**GIVEN TASK 1:** Using the white dwarf exoplanet article below, decide whether each statement agrees with it. Answer yes or no for each, and quote the deciding words from the article. (a) Mercury and Venus are expected to be engulfed by the expanding Sun. (b) The candidate planet around WD 0310–688 has a mass of about ten Jupiter masses. (c) The team reporting early MEOW results was led by Mary Anne Limbach.
**GIVEN TASK 2:** According to the white dwarf exoplanet article below, what temperature is given for the proposed planet companion of WD 0310–688?
**GIVEN TASK 3:** Extend the white dwarf exoplanet article below with a passage that picks up directly after its final sentence.

Discovery of Nearest Candidate Exoplanet Orbiting a White Dwarf

What will happen to Earth and the other planets in our solar system when the Sun dies? Finding exoplanets around white dwarfs can help answer this pressing question, and researchers have discovered a possible giant exoplanet around a nearby white dwarf.

At the End of the Solar System

Hubble Space Telescope images of stars and a white dwarf

A white dwarf is faintly visible at the center of this Hubble Space Telescope image, tucked between the two brightest stars. [NASA, ESA and H. Richer (University of British Columbia); CC BY 4.0]

When the Sun exhausts its supply of core hydrogen, its interior will undergo a series of transitions that transform our home star into a cool and puffy red giant. Eventually, the Sun will shed its outer layers and leave behind a scorching, crystallized, Earth-sized remnant called a white dwarf. How the planets in our solar system will weather these changes is an open question (though experts are in agreement that Mercury and Venus will be engulfed by the expanding star, sadly).

One way to probe the answer to this question is to study planetary systems orbiting white dwarfs. This may reveal the distances at which planets find safe harbor from the red giant, as well as whether any planets change or undergo migration as the result of their host star’s evolution. Historically, detecting planets around white dwarfs has been challenging — but luckily, JWST makes this task much easier.

Discovering Exoplanets with MEOW

The MIRI Exoplanets Orbiting White dwarfs (MEOW) survey is one of several surveys using JWST’s sensitive infrared instruments to search for planets around white dwarfs. In a recently published article, a team led by Mary Anne Limbach (University of Michigan) reported early results from the MEOW survey, focusing on a candidate planet around the nearby white dwarf WD 0310–688.

plot of infrared excess as a function of wavelength

The measured infrared excess of WD 0310–688 (yellow line) compared to other white dwarfs in the MEOW sample (green and blue lines). [Limbach et al. 2024]

The survey is designed to uncover white-dwarf exoplanets through either direct imaging or detection of infrared excess: an unexpectedly large flux at infrared wavelengths that indicates the presence of an object cooler than the white dwarf, like a planet. Limbach and coauthors detect an infrared excess around WD 0310–688 that is most easily explained by a cold (248K) planet companion with a mass of about 3 Jupiter masses. Curiously, the observations place this potential planet between 0.1 and 2 au from the white dwarf — even though planets interior to 2 au are thought to be destroyed when their stars balloon into red giants. This may suggest that the planet migrated to its current location after its host star’s red giant phase.

**RECORD EXCERPTS:**
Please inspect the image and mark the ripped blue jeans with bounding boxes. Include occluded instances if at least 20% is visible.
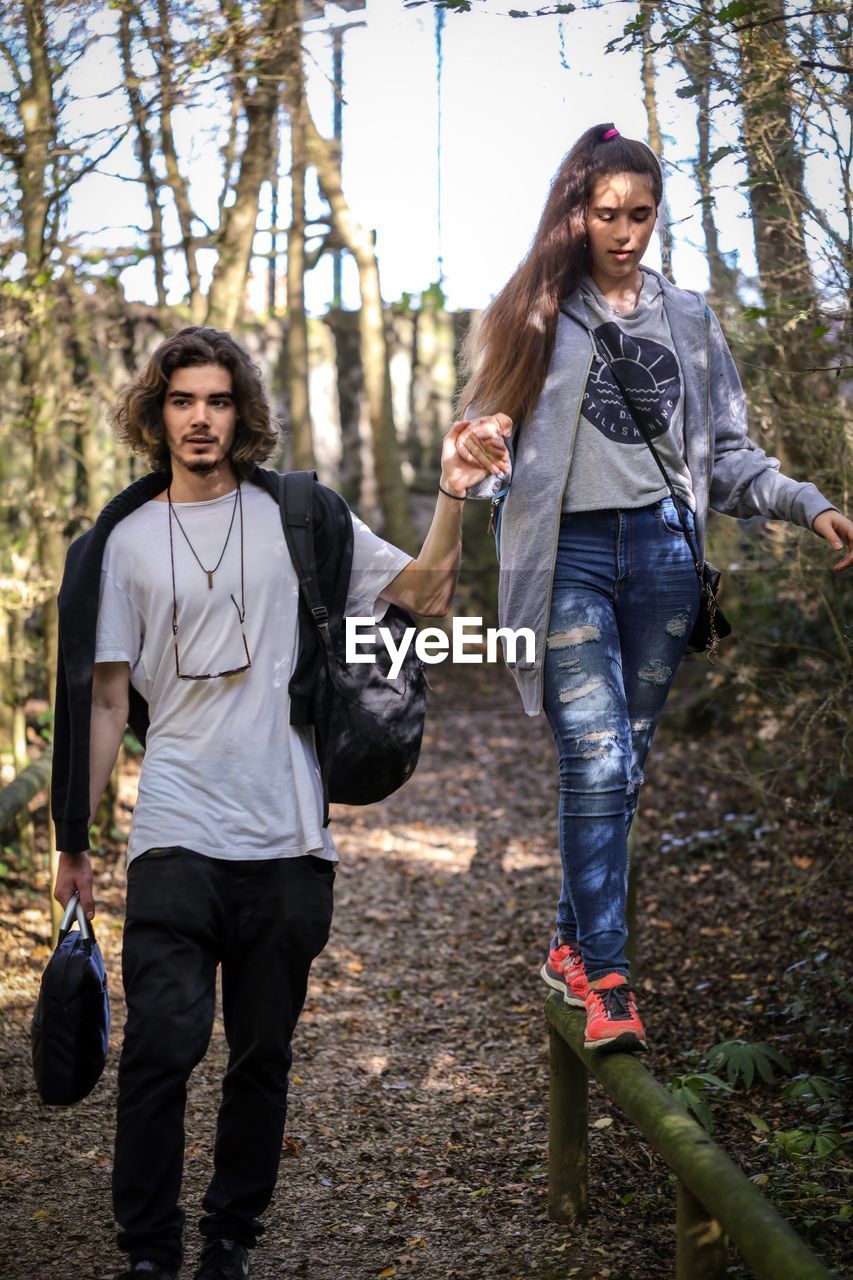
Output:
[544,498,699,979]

==

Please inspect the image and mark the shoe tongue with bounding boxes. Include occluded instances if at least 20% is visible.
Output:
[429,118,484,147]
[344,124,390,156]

* * *

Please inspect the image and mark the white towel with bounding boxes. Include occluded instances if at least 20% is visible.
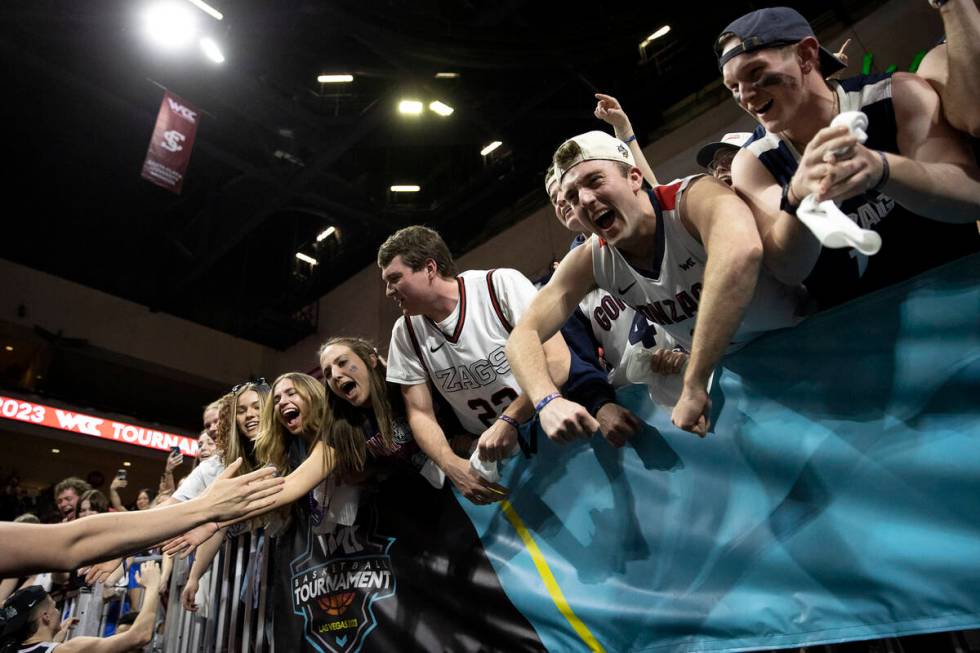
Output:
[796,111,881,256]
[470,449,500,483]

**ANSWER 1:**
(a) Yes: "experts are in agreement that Mercury and Venus will be engulfed by the expanding star"
(b) No: "a mass of about 3 Jupiter masses"
(c) Yes: "a team led by Mary Anne Limbach (University of Michigan)"

**ANSWER 2:** 248K.

**ANSWER 3:**
Candidate Considerations

Researchers have discovered a handful of exoplanets around white dwarfs already — what makes this discovery special? WD 0310–688 is only 34 light-years away, making it the closest white dwarf with a planet candidate, and no planet has ever been discovered 0.1–2 au from a white dwarf. Additionally, this marks the first planet around any type of star to be discovered with the infrared-excess method.

schematic of the potential disk around the white dwarf

Schematic of the best-fitting disk from the team’s modeling. The disk must be very cold, highly inclined, and quite narrow to match the data. Coincidentally, the disk’s emitting area must be roughly the area of a giant planet. [Limbach et al. 2024]

However, the authors cautioned that a planet isn’t the only possibility for the observed infrared excess; a small, cold disk of debris could also be responsible. If the object is a disk, it would be one of the coldest disks ever found around a white dwarf, making this possibility intriguing in its own right.

Follow-up spectroscopy is needed to discern between the giant planet and cold disk hypotheses. Spectral features commonly found in the atmospheres of exoplanets would support the giant planet hypothesis, while a silicate feature would point toward the debris disk. Future work should illuminate the nature of this planet candidate as well as bring us new results from the MEOW survey!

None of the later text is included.